Supplied text>
*** Begin section ***

Alison Larkin Embroidery

Historical Embroidery in Full-size and Miniature

Addiction and relapse!

Some 20 or so years ago I got involved in a hobby that rapidly became addictive: Dolls house Miniatures. I started with the furniture and such, then rapidly moved over to miniature embroidery, making all sorts of tiny linens, rugs, curtains etc for my dolls house. I joined the Miniature Needlework Society, even had a couple of designs in one of the Miniaturists magazines. It was fun, a challenge to recreate things in miniature.

Then life, work and other things began to get in the way. I was busy with teaching Biology, and other scales of embroidery intervened and I stopped doing miniature stuff. I spent more time doing ‘normal’ scale, enjoying that work. I had a bit of success at that level, and since I was still working full-time, there was only room for one type of work. The miniatures faded, and I began to believe that I was cured of that addiction.

In 2013 I took a leap of faith: I took redundancy from teaching Biology and set off on a new career working full-time in embroidery – and loved it! I was able to stitch all day, without feeling guilty about the marking, or OFSTED, or targets……. I started teaching classes, making replicas of 18/19th century pieces, demonstrating historical embroidery techniques, and beginning to collect patterns from periodicals published in the late Georgian period. I’ve even been working on a book which came out March 2020, called Jane Austen Embroidery, and based on those embroidery patterns I’ve collected. All normal scale work, although a lot of folks exclaim “gosh that is fine!” when they see it.

But then in mid 2019 I had an email from a miniatures collector from Qatar, of all places. He had seen some of my work in an exhibition: could I make him a copy of one of the pieces there? We discussed the time it takes, and the resulting costs, and I agreed to reproduce the little Ruskin Lace apron he had seen. And then other pieces as well: he is into the 17th and 18th centuries, so it fits beautifully with my own interests in that period and its embroideries.

BANG! RELAPSE! So much for being cured……I think I need to start a Hull Chapter of Miniaturists Anonymous. “Hello, my name is Alison, and I’m an Addict”….I’m loving the tiny stuff all over again.

Why do I do this? Why put myself through the eye-bugging, fiddly, tiny stitches, the 6” lengths of very skinny silk thread? Why peer at my stitching from a distance of about 4 inches?

*** End section ***

Study questions>
**A)** Answer from the text on miniature embroidery:
(i) What subject did the author teach?
(ii) In what year did the author take redundancy from teaching?
(iii) Which piece did the collector from Qatar first ask the author to reproduce?
**B)** List the activities named in the sentence of the text on miniature embroidery that begins "I started teaching classes".
**C)** Extend the text on miniature embroidery, starting after its final sentence.
The material that follows has no connection to the text on miniature embroidery.

Exercise data>
*** Begin section ***

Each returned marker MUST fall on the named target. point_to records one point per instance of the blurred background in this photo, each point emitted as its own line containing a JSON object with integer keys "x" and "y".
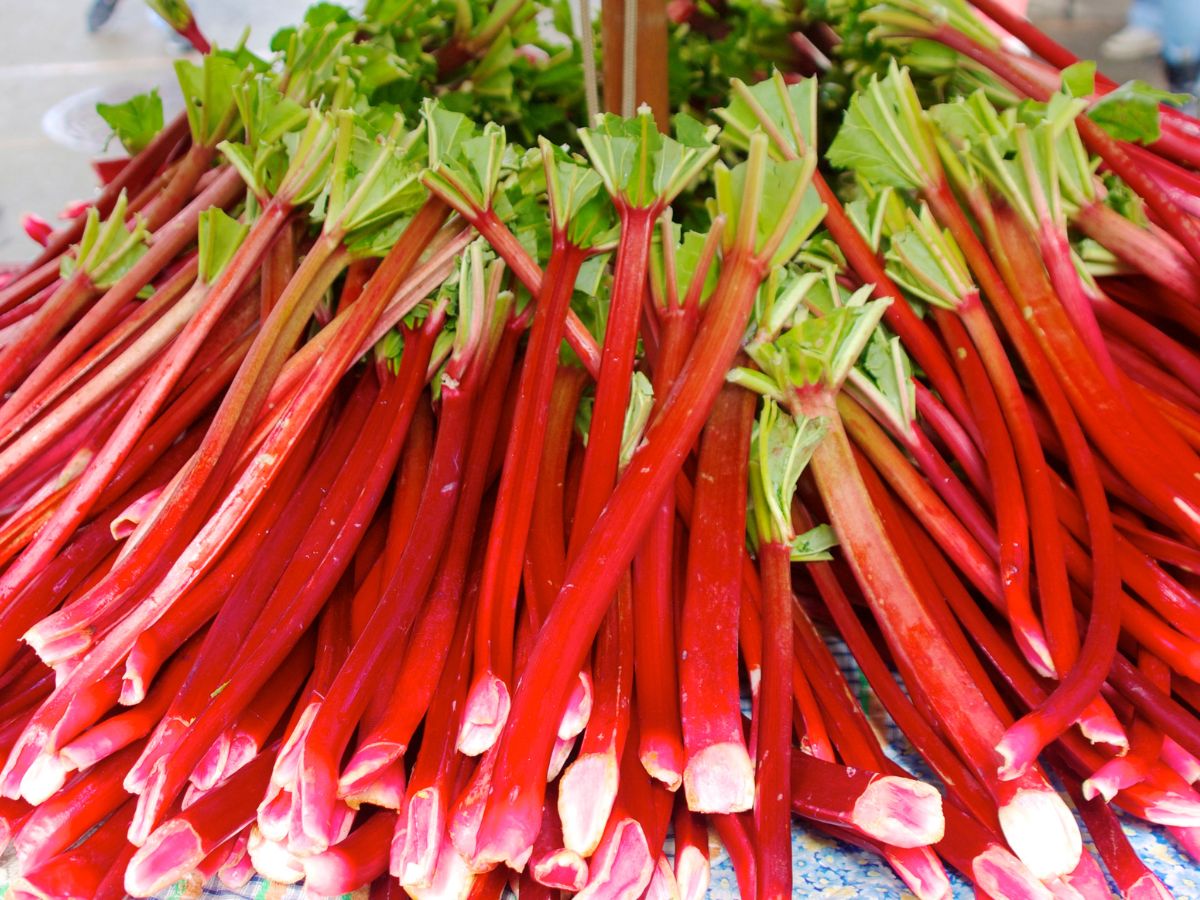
{"x": 58, "y": 58}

*** End section ***

Answers to this exercise>
**A)**
(i) Biology
(ii) 2013
(iii) The little Ruskin Lace apron

**B)**
- Teaching classes
- Making replicas of 18/19th century pieces
- Demonstrating historical embroidery techniques
- Collecting patterns from periodicals published in the late Georgian period

**C)**
Well, actually I do work at about 6-8 inches at the best of times, so that is just a function of being severely short-sighted. But why the rest? I think it is mainly the challenge that is so addictive. Ahmed shows me a photograph of something and I’m hooked: Can I do this? How close to a 1/12 scale copy can I get? Can I make something historically accurate (within the inevitable constraints of working at silly scale)?

I love a challenge, and unfortunately I’m a bit of a perfectionist, and a lot of a nerd. Mum was a historian, and there is a secret feeling inside that she would haunt me if I wasn’t historically accurate. Or at least, as correct as physically possible: I do remember an entertaining weekend at my parents’ house during my original miniatures period, trying to work out what to use to stiffen a Tudor farthingale in 1/12 scale. Bits of willow twig from the hedge didn’t work. As soon as they dried out they just snapped. Wire was too squashable, and wouldn’t go back into shape once squashed. Eventually Mum hit on the answer: strimmer cord! It was elastic enough to squash and spring back, and at about 2mm it was almost the right dimension. Not very 16th century, I will admit, but it works in the Dollshouse scale. So perhaps she will forgive me some of my slight inaccuracies……

The one great aspect of working full-time in embroidery is that these days I have enough time to do both normal scale and miniatures (for now at least)! I can spend time working on a tiny apron or stomacher for Ahmed, then when I get too bug-eyed, I can work on a full-size piece, or something for one of my own Georgian costumes, which I use for lectures and demonstrations.

I’m still gob-smacked at where this new career is taking me, and where it might lead, but it is HUGE fun. And everything seems to come out of left field, without warning, and take me somewhere I never dreamed…… All I can say, folks, is “Watch this space”, ‘cos even I don’t know what’s coming next!